**Instructions for the task:** Repeat all entries exactly.

**Saved entries:**
◆ ◆ ◆ ◆

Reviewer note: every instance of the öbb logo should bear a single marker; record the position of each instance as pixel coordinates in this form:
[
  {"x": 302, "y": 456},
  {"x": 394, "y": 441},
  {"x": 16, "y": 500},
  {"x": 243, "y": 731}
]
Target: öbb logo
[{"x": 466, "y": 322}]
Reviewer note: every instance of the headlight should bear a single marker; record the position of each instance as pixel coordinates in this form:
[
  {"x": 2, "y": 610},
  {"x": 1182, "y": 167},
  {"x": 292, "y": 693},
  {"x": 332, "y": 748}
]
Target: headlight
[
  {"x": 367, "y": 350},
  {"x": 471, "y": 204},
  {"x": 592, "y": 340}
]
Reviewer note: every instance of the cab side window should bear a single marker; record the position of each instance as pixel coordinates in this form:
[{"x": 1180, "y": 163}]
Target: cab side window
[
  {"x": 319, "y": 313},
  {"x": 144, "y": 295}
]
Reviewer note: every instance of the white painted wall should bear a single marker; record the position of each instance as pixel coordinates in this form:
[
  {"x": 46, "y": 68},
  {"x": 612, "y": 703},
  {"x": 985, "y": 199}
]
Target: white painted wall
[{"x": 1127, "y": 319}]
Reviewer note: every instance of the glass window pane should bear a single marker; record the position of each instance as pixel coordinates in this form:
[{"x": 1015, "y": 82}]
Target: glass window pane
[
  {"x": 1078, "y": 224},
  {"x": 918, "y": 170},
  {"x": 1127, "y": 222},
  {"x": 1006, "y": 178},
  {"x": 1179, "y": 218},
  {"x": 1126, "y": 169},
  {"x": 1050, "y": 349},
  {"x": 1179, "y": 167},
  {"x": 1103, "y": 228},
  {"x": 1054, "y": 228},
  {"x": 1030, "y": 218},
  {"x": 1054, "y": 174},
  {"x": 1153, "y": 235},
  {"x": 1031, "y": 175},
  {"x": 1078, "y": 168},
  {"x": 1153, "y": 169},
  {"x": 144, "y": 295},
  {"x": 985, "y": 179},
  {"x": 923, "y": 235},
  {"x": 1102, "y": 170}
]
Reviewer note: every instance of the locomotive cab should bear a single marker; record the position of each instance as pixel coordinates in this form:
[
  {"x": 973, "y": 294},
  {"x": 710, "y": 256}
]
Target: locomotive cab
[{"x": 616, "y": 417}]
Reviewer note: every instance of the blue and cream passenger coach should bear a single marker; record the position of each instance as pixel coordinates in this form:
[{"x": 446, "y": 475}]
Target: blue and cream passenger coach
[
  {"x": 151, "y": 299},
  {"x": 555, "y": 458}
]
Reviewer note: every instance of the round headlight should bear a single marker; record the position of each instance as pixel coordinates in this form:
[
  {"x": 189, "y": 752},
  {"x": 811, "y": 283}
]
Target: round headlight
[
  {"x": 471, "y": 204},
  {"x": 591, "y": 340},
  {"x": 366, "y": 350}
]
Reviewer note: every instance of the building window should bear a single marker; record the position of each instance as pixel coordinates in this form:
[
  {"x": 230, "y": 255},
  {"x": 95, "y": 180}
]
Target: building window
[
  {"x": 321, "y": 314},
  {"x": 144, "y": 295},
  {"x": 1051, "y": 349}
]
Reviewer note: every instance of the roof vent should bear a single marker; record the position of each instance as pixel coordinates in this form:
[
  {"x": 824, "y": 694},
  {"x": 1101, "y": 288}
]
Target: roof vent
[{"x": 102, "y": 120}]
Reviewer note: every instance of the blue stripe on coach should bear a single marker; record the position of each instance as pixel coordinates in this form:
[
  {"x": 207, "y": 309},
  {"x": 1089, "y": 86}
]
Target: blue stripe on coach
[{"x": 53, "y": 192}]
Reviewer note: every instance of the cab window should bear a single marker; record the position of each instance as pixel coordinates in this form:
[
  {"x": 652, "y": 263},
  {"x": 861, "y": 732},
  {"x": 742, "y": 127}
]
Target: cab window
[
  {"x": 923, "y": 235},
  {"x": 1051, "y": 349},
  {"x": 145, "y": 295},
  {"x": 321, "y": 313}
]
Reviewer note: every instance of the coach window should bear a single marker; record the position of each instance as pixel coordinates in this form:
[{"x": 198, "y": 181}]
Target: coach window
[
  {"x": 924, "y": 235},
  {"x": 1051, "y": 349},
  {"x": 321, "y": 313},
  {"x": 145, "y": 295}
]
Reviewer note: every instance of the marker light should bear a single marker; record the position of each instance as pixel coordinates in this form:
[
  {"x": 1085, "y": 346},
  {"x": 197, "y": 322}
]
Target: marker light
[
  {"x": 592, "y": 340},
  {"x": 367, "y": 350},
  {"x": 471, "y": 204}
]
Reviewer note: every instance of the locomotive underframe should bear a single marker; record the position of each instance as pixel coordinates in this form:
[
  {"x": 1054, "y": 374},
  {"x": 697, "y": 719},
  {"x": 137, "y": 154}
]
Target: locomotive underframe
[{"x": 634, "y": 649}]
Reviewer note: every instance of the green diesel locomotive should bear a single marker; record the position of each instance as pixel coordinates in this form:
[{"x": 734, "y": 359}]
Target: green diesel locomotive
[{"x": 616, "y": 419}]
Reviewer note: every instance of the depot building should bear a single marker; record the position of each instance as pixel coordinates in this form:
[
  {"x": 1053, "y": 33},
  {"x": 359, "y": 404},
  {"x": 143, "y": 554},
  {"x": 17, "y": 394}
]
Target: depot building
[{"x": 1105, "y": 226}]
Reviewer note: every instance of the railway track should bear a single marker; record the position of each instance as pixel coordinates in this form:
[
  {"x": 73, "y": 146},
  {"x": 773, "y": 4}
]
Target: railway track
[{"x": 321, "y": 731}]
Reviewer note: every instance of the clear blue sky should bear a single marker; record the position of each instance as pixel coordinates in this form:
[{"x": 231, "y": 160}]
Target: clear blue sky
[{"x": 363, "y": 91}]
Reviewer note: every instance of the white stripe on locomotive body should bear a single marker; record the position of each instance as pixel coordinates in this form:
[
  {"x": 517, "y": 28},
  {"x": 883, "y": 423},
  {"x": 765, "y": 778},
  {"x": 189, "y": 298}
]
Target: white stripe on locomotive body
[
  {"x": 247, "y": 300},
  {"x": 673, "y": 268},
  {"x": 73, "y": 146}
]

◆ ◆ ◆ ◆

**Answer box:**
Reviewer note: every instance of the öbb logo should bear a single marker; record the position of each instance as pixel coordinates in this form:
[
  {"x": 302, "y": 456},
  {"x": 394, "y": 441},
  {"x": 16, "y": 500},
  {"x": 243, "y": 731}
]
Target: öbb logo
[{"x": 466, "y": 322}]
Reviewer note: every instance of the headlight should bear a single marker; record the position of each instance as pixel coordinates in this form:
[
  {"x": 2, "y": 610},
  {"x": 1182, "y": 167},
  {"x": 292, "y": 693},
  {"x": 332, "y": 748}
]
Target: headlight
[
  {"x": 367, "y": 350},
  {"x": 471, "y": 204},
  {"x": 592, "y": 340}
]
Reviewer note: every instance of the cab side window should bear a single marker; record the position of each instance as pixel coordinates in this form:
[{"x": 1180, "y": 163}]
Target: cab side window
[
  {"x": 319, "y": 313},
  {"x": 144, "y": 295}
]
Reviewer note: every instance of the white painted wall should bear a single marker; record the position of each instance as pixel coordinates in this form:
[
  {"x": 46, "y": 68},
  {"x": 612, "y": 703},
  {"x": 985, "y": 199}
]
Target: white painted wall
[{"x": 1127, "y": 319}]
Reviewer note: every instance of the glass window pane should bear a single marker; record the position of each instance as pixel coordinates in this form:
[{"x": 1015, "y": 82}]
Target: glass window pane
[
  {"x": 1078, "y": 224},
  {"x": 918, "y": 170},
  {"x": 1127, "y": 222},
  {"x": 1006, "y": 178},
  {"x": 1179, "y": 218},
  {"x": 1126, "y": 169},
  {"x": 1050, "y": 349},
  {"x": 1179, "y": 167},
  {"x": 1103, "y": 228},
  {"x": 1054, "y": 228},
  {"x": 1030, "y": 218},
  {"x": 1054, "y": 174},
  {"x": 1153, "y": 235},
  {"x": 1031, "y": 175},
  {"x": 1078, "y": 168},
  {"x": 1153, "y": 169},
  {"x": 144, "y": 295},
  {"x": 985, "y": 179},
  {"x": 923, "y": 235},
  {"x": 1102, "y": 170}
]
Reviewer note: every instance of the locomotive cab should bear a single marker; record the position of each instance as pixel coordinates in this form:
[
  {"x": 973, "y": 294},
  {"x": 710, "y": 256}
]
Target: locomotive cab
[{"x": 616, "y": 417}]
Reviewer note: every instance of the blue and cream passenger coach should bear a single marker; record the position of each instance as pixel coordinates in this form:
[{"x": 446, "y": 475}]
Target: blue and cream passenger coach
[
  {"x": 151, "y": 299},
  {"x": 555, "y": 458}
]
Reviewer note: every instance of the round headlight should bear a single marker; record the position of each instance as pixel coordinates in this form:
[
  {"x": 189, "y": 752},
  {"x": 811, "y": 283}
]
Target: round headlight
[
  {"x": 471, "y": 204},
  {"x": 591, "y": 340},
  {"x": 366, "y": 350}
]
Reviewer note: every instance of the building window should bear a single marker; record the position of each instance as pixel coordinates in this form:
[
  {"x": 230, "y": 255},
  {"x": 95, "y": 180}
]
Target: building window
[
  {"x": 321, "y": 314},
  {"x": 144, "y": 295},
  {"x": 1051, "y": 349}
]
Reviewer note: every instance of the roof vent should bear a single marker; record the position of each instance as pixel coordinates in this form:
[
  {"x": 824, "y": 694},
  {"x": 1101, "y": 288}
]
Target: roof vent
[{"x": 102, "y": 120}]
Reviewer note: every instance of the blue stripe on coach should bear a single marker; record the position of each instance as pixel coordinates in this form:
[
  {"x": 207, "y": 309},
  {"x": 1089, "y": 86}
]
Target: blue stripe on coach
[{"x": 53, "y": 192}]
Reviewer note: every instance of the cab window should bear a single marker; record the position of each instance as pixel coordinates in this form:
[
  {"x": 652, "y": 263},
  {"x": 861, "y": 732},
  {"x": 742, "y": 127}
]
Target: cab window
[
  {"x": 923, "y": 235},
  {"x": 1051, "y": 349},
  {"x": 145, "y": 295},
  {"x": 321, "y": 313}
]
Reviewer note: every instance of the coach window should bear a single marker; record the position of each instance as pixel coordinates in this form:
[{"x": 198, "y": 181}]
Target: coach window
[
  {"x": 924, "y": 235},
  {"x": 1051, "y": 349},
  {"x": 321, "y": 313},
  {"x": 145, "y": 295}
]
Reviewer note: every instance of the marker light should bear a single marker; record the position of each instance as pixel coordinates in this form:
[
  {"x": 1085, "y": 346},
  {"x": 197, "y": 322}
]
Target: marker light
[
  {"x": 592, "y": 340},
  {"x": 367, "y": 350},
  {"x": 471, "y": 204}
]
Reviewer note: every instance of the locomotive underframe should bear a single marker; record the position of each instance as pixel coordinates in this form:
[
  {"x": 1054, "y": 374},
  {"x": 697, "y": 719},
  {"x": 137, "y": 154}
]
Target: locomotive underframe
[{"x": 634, "y": 649}]
Reviewer note: every instance of the green diesel locomotive should bear a single marker; record the position of each instance as pixel coordinates in this form:
[{"x": 734, "y": 359}]
Target: green diesel locomotive
[{"x": 616, "y": 419}]
Reviewer note: every instance of the depot building should bear a single marker; record the position of each instance as pixel coordinates in this form:
[
  {"x": 1053, "y": 33},
  {"x": 359, "y": 404},
  {"x": 143, "y": 554},
  {"x": 17, "y": 394}
]
Target: depot building
[{"x": 1105, "y": 226}]
Reviewer note: every instance of the railway track should bear a single marker; record the position of each instance as pixel coordinates in this form:
[
  {"x": 73, "y": 146},
  {"x": 773, "y": 4}
]
Target: railway track
[{"x": 321, "y": 731}]
Reviewer note: every instance of the clear blue sky should bear a single marker; record the position of each instance as pixel coordinates in this form:
[{"x": 231, "y": 160}]
Target: clear blue sky
[{"x": 363, "y": 91}]
Reviewer note: every instance of the white stripe on locomotive body should bear a single marker; record the position of each instance as pixel coordinates in this form:
[
  {"x": 517, "y": 28},
  {"x": 883, "y": 423},
  {"x": 765, "y": 778},
  {"x": 189, "y": 298}
]
Target: white stripe on locomotive body
[
  {"x": 247, "y": 300},
  {"x": 673, "y": 268},
  {"x": 73, "y": 146}
]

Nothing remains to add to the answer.